Source document ::
—————
The device has a switching speed in the range of about 50 ns to about 500 ns and can be used in a mirror array.

In another aspect of the invention, a method of optical switching using a tilt mirror device is provided. The method includes providing a tilt mirror device having a membrane having a reflecting surface on at least a portion of an upper surface of the membrane, first and second spacers at opposing ends of the membrane for securing the membrane to a substrate, whereby the membrane is spaced apart from the substrate, and first and second actuation electrodes positioned on the same side of the membrane and spaced a distance from the membrane so as to form a gap therebetween, and applying a voltage to the first actuation electrode, whereby the membrane moves relative to the first activation electrode and the membrane bends at an angle with respect to the substrate.

In at least some embodiments, the mirror tilts in either of a positive or a negative tilt angle.

In at least some embodiments, a voltage is applied in the range of 10 to 500V.

In at least some embodiments, the optical switching time is less than 1 ms, or less than 300 ns, or less than 100 ns, or less than 50 ns.

In at least some embodiments, the radius of curvature of the reflective surface is greater than or equal to 10 cm during bending of the membrane, or the reflective surface remains substantially flat during bending of the membrane.

In at least some embodiments, the tilt mirror device further includes third and fourth actuation electrodes positioned on the side of the membrane opposing the first and second actuation electrodes.

In anther aspect of the invention, a method for preparing a tilt mirror device is provided. The method includes the steps of

(a) etching a substrate to form a first recess therein, forming a conductive element in the recess, the conductive element being substantially planar with the substrate surface,

(b) depositing a first layer of sacrificial material and etching the sacrificial layer to obtain a second recess, forming a post comprising a conductive material in the sacrificial layer,

(c) depositing a membrane layer on the post and sacrificial layer surface, and

(d) removing the sacrificial material to obtain a free standing membrane spaced above opposing electrodes on the posts.

In at least some embodiments, the method further includes the steps of

(e) prior to removal of the first sacrificial layer, depositing a second sacrificial layer over the device, and

(f) etching the second sacrificial layer to the substrate surface and depositing a third conductive layer to fill the etched regions,

(g) etching the conductive layer above the membrane, and

(h) removing the sacrificial material to obtain a free standing membrane spaced above opposing lower electrodes and below opposing upper electrodes.

In at least some embodiments, the method includes applying a mirrored surface to the membrane after removal of the sacrificial layers.

As used herein with reference to a specified quantity, “about” refers to a value that is ±10% of the stated value.
—————
Exercise task :: Copy the tilt mirror passage word for word, starting with "(e) prior to" and going on through "opposing upper electrodes.".
—————
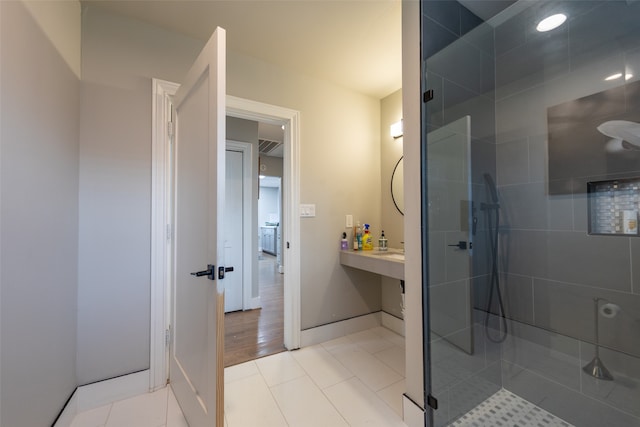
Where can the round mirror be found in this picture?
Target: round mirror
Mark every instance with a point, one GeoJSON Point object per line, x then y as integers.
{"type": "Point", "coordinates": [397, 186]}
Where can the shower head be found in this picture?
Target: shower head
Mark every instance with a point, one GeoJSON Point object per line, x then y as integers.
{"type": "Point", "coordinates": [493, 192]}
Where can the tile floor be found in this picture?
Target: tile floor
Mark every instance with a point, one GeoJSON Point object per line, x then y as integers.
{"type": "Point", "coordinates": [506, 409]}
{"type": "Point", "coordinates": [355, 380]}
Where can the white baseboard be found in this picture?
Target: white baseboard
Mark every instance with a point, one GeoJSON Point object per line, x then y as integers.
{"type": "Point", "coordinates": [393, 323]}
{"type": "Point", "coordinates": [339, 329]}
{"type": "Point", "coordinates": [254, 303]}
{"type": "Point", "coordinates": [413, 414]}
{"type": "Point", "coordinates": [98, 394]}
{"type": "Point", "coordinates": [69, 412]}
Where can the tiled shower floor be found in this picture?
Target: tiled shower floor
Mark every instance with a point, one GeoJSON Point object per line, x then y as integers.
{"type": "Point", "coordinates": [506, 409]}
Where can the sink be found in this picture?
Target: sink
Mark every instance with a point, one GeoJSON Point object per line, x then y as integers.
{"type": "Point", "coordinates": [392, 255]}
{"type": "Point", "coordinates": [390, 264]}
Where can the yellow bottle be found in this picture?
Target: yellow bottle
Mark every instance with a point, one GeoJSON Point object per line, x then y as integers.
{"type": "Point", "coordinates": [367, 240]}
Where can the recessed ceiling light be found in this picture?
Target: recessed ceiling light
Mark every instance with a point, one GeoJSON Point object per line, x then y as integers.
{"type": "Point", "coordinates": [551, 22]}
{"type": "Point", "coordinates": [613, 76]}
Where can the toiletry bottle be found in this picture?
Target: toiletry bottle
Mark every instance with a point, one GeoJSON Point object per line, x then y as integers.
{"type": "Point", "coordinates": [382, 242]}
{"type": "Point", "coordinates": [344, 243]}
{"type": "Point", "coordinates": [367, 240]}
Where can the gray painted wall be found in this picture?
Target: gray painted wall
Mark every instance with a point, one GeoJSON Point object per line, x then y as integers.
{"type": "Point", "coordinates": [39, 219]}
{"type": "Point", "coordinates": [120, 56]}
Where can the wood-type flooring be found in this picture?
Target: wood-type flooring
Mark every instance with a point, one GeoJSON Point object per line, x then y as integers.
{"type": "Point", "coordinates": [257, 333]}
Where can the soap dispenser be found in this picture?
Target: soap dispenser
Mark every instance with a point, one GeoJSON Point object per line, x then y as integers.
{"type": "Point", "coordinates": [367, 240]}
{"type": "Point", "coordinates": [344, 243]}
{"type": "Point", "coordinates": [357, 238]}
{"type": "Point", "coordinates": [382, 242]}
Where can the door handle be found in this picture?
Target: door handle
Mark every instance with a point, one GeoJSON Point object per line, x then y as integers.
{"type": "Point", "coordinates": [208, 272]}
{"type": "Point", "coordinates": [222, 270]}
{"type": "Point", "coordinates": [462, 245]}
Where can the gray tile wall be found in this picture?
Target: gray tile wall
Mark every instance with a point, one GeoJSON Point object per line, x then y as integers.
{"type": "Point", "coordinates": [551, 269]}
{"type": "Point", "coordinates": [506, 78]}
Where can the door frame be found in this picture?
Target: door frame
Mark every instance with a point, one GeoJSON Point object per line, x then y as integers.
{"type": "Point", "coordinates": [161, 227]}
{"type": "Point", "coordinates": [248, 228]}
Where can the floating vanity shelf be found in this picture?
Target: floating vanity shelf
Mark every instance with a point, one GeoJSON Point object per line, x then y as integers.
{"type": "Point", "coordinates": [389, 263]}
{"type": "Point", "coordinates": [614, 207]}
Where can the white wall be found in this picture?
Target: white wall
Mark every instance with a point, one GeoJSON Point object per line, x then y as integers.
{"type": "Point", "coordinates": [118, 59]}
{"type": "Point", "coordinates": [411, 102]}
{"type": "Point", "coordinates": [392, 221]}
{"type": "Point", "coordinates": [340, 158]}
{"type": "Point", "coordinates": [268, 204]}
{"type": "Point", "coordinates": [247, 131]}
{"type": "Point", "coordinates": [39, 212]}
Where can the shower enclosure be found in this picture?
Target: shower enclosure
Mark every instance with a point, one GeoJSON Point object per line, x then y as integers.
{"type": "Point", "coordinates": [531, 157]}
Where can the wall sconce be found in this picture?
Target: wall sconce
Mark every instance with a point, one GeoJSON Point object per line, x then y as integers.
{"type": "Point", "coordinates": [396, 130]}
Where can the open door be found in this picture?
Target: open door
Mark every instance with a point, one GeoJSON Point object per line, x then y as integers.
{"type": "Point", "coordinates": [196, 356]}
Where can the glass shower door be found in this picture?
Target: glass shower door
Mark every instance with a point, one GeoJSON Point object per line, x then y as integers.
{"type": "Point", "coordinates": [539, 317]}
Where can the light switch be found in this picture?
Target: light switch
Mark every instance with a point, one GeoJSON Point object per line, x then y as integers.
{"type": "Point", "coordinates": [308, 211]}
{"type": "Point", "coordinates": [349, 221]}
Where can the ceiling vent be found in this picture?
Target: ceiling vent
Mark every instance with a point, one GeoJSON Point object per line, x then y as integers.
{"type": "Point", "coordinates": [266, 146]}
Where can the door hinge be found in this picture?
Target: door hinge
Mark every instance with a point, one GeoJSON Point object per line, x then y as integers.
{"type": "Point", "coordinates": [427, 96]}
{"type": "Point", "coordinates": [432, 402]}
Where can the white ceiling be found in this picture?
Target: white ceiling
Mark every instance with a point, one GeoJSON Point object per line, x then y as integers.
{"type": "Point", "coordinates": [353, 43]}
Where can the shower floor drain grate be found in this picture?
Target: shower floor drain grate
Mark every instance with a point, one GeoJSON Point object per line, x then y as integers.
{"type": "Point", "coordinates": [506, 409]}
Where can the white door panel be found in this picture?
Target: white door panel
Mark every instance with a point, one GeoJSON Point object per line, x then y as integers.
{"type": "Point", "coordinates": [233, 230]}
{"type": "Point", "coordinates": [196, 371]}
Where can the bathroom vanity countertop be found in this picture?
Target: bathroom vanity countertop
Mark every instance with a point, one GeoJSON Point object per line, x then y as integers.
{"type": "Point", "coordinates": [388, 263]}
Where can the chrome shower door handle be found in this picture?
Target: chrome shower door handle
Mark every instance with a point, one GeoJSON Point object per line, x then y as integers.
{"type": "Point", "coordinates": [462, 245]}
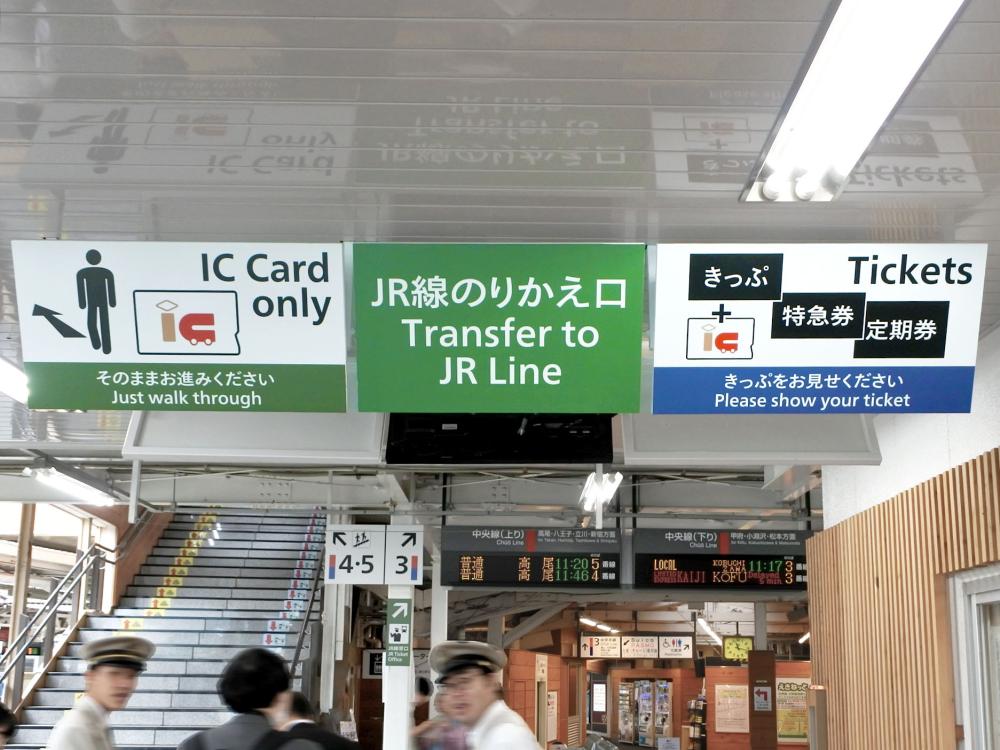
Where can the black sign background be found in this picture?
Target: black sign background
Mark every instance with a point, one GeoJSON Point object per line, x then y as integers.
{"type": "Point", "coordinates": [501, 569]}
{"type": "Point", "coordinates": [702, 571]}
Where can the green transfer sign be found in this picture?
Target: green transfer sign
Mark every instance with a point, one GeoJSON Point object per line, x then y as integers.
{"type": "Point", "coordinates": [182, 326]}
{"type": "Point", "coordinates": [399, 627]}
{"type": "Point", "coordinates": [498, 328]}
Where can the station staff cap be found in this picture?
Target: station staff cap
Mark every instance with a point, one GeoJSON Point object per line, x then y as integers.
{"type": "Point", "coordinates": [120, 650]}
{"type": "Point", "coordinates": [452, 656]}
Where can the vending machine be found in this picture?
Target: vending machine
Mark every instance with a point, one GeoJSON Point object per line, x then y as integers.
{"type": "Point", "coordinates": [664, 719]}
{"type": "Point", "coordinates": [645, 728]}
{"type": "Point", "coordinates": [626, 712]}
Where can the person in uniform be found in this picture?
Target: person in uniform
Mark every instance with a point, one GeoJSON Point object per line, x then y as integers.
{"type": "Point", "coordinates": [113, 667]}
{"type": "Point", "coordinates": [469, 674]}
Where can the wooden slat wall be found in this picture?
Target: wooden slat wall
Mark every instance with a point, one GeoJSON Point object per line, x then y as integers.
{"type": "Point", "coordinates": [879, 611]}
—————
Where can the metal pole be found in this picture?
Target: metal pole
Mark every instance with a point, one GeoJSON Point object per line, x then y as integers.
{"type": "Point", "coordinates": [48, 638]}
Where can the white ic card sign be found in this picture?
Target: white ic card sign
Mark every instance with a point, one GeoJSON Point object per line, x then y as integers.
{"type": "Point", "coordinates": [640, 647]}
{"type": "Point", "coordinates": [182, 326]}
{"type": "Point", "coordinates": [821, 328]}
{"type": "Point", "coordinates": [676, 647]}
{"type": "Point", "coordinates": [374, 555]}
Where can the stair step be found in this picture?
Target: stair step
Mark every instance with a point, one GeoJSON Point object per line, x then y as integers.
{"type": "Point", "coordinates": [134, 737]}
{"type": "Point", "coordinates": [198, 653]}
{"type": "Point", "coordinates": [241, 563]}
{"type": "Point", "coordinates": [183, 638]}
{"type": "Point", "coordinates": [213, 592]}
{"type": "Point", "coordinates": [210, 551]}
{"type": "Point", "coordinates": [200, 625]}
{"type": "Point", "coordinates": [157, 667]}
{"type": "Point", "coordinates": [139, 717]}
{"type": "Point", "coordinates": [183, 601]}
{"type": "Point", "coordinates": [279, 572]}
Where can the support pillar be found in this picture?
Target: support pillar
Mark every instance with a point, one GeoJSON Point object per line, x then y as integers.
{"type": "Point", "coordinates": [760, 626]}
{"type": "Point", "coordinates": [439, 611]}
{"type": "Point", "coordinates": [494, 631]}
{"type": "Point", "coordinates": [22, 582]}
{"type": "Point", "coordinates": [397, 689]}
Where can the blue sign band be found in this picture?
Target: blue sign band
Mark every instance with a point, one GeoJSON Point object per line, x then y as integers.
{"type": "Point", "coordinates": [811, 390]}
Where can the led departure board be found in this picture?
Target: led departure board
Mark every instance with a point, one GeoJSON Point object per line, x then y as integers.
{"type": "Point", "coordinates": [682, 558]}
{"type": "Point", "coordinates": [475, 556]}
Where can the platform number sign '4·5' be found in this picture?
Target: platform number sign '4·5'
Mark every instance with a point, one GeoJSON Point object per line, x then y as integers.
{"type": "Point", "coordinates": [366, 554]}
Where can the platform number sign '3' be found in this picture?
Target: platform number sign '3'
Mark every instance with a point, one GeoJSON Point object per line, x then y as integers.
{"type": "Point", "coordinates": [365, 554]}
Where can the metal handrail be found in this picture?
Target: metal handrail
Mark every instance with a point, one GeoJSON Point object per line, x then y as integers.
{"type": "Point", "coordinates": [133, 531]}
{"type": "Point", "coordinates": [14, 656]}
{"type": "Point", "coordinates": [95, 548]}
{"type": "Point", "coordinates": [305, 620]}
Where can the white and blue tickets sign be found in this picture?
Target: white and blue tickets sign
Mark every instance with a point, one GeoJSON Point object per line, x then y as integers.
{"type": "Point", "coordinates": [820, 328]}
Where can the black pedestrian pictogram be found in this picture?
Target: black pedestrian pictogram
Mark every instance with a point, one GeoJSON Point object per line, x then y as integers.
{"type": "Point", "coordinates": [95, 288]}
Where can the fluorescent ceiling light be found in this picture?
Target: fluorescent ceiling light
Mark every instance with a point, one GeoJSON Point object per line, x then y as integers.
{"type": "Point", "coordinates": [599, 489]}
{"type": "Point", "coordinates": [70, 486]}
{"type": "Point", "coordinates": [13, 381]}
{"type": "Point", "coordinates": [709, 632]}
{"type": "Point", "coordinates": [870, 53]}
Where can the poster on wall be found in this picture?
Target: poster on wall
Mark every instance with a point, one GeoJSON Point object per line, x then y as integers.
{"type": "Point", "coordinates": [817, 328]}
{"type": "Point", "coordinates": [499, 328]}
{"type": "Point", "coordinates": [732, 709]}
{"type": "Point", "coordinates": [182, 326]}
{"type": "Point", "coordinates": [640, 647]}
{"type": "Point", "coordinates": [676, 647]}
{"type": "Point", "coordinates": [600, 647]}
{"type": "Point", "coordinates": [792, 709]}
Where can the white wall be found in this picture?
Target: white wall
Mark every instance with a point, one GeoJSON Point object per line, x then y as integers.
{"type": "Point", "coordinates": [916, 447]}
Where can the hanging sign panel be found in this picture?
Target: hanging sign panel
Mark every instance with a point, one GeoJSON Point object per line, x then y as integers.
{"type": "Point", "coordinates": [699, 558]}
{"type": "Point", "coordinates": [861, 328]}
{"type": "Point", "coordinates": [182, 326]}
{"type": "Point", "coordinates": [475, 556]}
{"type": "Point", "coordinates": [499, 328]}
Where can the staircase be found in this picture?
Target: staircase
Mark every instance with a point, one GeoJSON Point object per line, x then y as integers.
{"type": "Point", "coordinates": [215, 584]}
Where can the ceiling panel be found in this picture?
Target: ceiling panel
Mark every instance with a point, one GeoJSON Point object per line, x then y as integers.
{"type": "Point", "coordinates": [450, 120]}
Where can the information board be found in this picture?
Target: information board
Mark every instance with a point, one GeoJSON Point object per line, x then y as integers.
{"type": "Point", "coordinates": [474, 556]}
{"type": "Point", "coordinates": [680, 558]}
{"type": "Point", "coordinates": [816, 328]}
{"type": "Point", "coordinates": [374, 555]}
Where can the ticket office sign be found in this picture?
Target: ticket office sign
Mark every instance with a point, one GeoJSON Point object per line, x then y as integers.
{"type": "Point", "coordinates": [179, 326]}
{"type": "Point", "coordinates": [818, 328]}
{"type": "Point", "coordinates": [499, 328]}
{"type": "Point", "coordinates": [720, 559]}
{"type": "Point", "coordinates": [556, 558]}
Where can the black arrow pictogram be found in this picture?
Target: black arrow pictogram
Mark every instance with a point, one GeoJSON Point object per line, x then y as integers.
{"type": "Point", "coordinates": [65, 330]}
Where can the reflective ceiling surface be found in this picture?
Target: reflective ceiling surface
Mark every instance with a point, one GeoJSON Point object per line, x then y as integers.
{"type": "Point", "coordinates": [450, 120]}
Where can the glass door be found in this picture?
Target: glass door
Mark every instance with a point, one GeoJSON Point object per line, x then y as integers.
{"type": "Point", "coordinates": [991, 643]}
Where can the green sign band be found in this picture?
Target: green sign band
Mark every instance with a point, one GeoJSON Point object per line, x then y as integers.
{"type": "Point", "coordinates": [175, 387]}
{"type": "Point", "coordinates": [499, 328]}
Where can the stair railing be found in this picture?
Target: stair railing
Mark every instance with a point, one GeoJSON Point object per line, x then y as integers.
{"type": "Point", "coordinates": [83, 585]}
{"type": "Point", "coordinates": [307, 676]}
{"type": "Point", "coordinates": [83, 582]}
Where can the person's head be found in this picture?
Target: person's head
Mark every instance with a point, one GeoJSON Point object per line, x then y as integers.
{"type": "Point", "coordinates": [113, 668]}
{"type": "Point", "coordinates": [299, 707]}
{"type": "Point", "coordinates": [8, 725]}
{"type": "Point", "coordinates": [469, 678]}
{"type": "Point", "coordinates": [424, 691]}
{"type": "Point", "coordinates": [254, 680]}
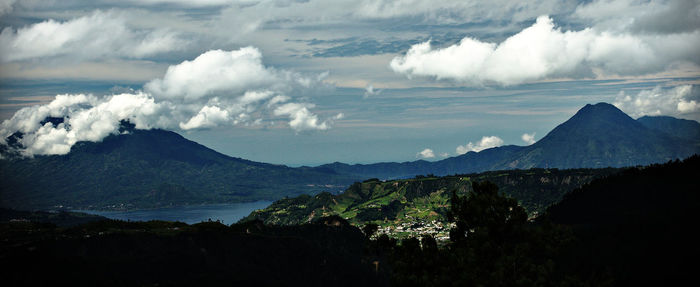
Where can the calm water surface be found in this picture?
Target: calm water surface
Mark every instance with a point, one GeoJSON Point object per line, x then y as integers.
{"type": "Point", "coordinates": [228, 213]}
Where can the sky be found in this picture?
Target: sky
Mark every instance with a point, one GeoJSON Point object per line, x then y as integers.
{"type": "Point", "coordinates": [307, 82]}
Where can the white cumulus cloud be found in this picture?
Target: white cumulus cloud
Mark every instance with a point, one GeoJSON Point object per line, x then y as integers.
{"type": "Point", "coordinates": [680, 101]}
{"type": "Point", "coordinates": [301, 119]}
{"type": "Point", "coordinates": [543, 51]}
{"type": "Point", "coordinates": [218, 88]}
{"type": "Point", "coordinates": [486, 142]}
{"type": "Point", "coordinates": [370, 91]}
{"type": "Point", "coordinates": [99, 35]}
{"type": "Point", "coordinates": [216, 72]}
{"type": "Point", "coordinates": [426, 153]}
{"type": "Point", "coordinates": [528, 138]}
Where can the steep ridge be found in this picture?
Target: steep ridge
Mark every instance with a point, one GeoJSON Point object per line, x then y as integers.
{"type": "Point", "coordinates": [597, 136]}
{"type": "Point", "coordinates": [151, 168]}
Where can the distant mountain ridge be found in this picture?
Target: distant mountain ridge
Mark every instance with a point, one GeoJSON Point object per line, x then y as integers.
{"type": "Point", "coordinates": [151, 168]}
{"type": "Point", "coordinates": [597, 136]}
—————
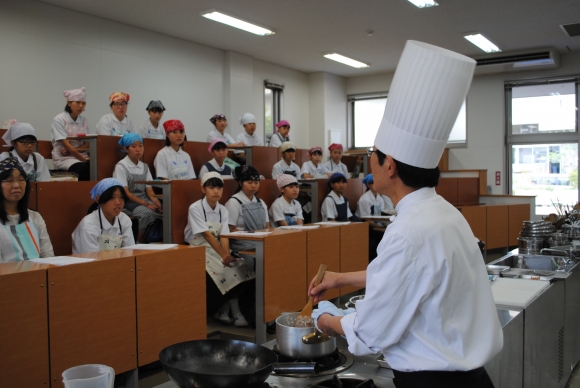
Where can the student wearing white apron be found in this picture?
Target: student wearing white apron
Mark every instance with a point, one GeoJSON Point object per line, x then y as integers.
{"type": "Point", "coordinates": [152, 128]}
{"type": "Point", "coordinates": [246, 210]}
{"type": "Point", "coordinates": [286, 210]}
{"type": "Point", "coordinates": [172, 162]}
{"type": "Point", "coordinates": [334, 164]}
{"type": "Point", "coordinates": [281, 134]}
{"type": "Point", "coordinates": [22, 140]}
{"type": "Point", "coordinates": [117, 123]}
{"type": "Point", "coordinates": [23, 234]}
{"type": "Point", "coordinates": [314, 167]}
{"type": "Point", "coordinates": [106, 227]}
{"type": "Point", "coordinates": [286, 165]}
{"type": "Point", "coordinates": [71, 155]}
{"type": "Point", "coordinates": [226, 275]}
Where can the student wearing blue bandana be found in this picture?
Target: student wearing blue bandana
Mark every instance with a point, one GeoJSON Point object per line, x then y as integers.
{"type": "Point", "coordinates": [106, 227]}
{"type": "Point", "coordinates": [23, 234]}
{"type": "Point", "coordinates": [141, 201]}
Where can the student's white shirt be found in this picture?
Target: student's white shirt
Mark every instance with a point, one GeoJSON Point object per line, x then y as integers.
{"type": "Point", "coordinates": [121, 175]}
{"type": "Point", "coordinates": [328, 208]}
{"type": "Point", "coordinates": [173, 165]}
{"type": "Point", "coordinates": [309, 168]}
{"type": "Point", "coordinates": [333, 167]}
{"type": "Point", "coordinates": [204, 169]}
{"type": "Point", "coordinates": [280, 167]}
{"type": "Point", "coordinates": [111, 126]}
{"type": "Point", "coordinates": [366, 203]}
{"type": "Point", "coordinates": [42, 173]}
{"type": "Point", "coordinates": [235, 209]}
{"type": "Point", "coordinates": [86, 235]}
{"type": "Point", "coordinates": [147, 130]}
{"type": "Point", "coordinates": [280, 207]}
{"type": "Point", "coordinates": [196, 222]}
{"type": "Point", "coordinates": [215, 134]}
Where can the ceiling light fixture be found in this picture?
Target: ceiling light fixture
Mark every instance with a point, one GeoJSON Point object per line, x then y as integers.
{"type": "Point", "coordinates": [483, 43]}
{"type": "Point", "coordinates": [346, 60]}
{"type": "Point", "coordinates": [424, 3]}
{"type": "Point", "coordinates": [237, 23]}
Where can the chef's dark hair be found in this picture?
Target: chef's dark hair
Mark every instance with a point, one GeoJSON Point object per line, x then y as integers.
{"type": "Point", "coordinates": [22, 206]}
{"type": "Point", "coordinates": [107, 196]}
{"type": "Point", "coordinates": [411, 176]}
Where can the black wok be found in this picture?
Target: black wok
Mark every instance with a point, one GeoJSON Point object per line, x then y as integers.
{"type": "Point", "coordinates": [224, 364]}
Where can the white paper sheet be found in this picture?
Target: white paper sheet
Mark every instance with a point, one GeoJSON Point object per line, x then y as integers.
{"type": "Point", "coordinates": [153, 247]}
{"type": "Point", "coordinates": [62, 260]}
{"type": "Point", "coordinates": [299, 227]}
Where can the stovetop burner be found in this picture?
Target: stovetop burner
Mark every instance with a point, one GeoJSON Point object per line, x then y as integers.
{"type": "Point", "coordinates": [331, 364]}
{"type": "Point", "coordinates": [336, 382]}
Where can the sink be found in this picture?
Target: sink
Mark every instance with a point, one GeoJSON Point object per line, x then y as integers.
—————
Answer to this task ::
(e) prior to removal of the first sacrificial layer, depositing a second sacrificial layer over the device, and

(f) etching the second sacrificial layer to the substrate surface and depositing a third conductive layer to fill the etched regions,

(g) etching the conductive layer above the membrane, and

(h) removing the sacrificial material to obtain a free standing membrane spaced above opposing lower electrodes and below opposing upper electrodes.